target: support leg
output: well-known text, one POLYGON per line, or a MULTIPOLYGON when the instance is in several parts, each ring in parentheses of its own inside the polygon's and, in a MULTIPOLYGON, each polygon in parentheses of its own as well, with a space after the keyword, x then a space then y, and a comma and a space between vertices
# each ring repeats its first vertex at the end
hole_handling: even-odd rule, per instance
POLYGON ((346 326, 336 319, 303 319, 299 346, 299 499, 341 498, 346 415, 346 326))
§ §
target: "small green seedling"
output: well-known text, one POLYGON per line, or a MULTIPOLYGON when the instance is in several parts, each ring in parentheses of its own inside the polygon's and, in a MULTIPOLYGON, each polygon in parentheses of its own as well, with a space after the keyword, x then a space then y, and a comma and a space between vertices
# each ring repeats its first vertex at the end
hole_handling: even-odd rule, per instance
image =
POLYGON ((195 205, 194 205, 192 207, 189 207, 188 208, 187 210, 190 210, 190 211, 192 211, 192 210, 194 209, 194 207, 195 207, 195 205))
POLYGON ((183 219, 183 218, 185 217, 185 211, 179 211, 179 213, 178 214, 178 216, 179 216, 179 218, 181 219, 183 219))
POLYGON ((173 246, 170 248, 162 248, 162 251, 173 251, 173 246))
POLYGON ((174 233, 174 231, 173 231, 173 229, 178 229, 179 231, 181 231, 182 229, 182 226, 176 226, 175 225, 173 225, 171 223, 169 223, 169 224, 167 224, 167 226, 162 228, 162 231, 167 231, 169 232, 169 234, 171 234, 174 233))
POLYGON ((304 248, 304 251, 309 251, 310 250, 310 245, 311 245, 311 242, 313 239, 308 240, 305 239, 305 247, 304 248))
§ §
◆ Set task ◆
Copy the records verbatim, starting at the line that contains "target: support leg" and ending after the line that contains "POLYGON ((346 326, 336", with both of those lines included.

◆ Response to this task ◆
target: support leg
output: well-known text, one POLYGON per line, or a MULTIPOLYGON when the instance is in several parts, each ring in parentheses of its own inside the polygon's and, in a MULTIPOLYGON, each polygon in parentheses of its own as well, with a space after the keyword, x then a space then y, and a comma and a space between vertices
# each ring repeats its first vertex at the end
hole_handling: even-odd rule, per instance
POLYGON ((346 326, 336 319, 303 319, 299 346, 299 499, 341 498, 346 415, 346 326))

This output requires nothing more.